千葉哲也さんは、成河さんが見事に38役を演じ分けた昨年の一人芝居『フリー・コミティッド』でも演出を担当。絶大な信頼を寄せている。――その作品で、読売演劇大賞優秀男優賞を受賞(『BLUE/ORANGE』および『春琴』の演技により受賞)したのは、さすがです。「いえいえ、それは本当にしゅうさんと千葉さんのお陰ですし、千葉さんの演出力があったから。お2人とも本当に可愛がってくださって、そういえば稽古の時から“これでお前に(賞を)取らせるぞ”なんて言ってたんですよ。僕は“何を言ってるんだ!?”と思っていたんですけど。役にも恵まれました。クリストファーはとても面白い役でしたし、当時の僕の感性に合っていた部分もあって」
――ブルース役で挑む今回の課題は何だと思いますか?「自分の包容力の限界を広げて、章平くんをどこまで受け止められるか、ということ。千葉さんが僕に示してくれたものを、今度は章平くんにきちんと渡したいというのが、課題というか、やりたいことですね」
▬▬▬
指示事項:
a) 選定本文について、次の問いに答えてください。
(i) 『フリー・コミティッド』で演じ分けられた役の数はいくつですか。
(ii) 読売演劇大賞優秀男優賞の受賞理由として、括弧内に挙げられている作品は何ですか。
(iii) 今回挑むとされている役は何ですか。
b) 下記リストのうち、「Identify each bottle」を含む行から始まり「Identify each apple」を含む行で終わる範囲を、指示文も含めて再掲してください。その際、解答中の座標値をすべて2.15倍に換算し、整数に四捨五入(0.5は切り上げ)して、この範囲の行のみを示してください。

提示資料:
▬▬▬
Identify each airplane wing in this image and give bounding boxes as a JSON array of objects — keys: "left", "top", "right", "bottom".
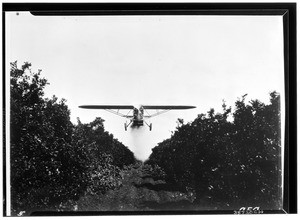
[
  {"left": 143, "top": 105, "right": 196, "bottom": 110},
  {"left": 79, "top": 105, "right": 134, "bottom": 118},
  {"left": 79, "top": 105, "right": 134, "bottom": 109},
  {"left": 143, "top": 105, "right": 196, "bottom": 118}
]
▬▬▬
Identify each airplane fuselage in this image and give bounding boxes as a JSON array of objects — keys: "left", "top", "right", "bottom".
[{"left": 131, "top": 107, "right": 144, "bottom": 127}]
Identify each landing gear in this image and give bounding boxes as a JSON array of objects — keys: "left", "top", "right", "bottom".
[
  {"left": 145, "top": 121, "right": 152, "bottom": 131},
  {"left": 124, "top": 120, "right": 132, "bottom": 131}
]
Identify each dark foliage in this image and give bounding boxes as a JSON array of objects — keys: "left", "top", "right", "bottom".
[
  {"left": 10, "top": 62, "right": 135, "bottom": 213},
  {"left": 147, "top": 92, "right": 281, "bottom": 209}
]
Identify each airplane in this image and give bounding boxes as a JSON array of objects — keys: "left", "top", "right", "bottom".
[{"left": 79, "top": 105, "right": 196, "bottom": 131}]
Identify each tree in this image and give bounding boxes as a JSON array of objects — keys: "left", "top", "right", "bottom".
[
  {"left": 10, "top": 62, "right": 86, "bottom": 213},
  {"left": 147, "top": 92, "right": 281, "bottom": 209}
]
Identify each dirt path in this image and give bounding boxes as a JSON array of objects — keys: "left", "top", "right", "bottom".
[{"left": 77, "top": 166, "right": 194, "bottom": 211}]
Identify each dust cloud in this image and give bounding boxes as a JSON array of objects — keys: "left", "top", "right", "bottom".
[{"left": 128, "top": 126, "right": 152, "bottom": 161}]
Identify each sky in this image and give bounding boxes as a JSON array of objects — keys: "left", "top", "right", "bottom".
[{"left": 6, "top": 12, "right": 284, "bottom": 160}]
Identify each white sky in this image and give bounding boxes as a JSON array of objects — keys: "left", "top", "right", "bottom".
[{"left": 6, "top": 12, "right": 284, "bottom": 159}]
▬▬▬
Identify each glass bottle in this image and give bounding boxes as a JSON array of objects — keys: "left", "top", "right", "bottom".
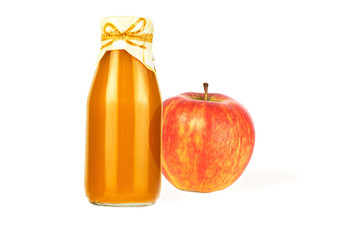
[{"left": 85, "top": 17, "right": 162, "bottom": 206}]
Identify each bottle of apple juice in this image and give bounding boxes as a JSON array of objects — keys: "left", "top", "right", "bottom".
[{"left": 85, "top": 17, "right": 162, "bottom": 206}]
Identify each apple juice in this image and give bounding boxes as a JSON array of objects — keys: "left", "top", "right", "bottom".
▬▬▬
解答一覧:
a)
(i) 38役
(ii) 『BLUE/ORANGE』および『春琴』
(iii) ブルース役

b)
Identify each bottle of apple juice in this image and give bounding boxes as a JSON array of objects — keys: "left", "top", "right", "bottom".
[{"left": 183, "top": 37, "right": 348, "bottom": 443}]
Identify each apple juice in this image and give bounding boxes as a JSON array of objects — keys: "left", "top", "right", "bottom".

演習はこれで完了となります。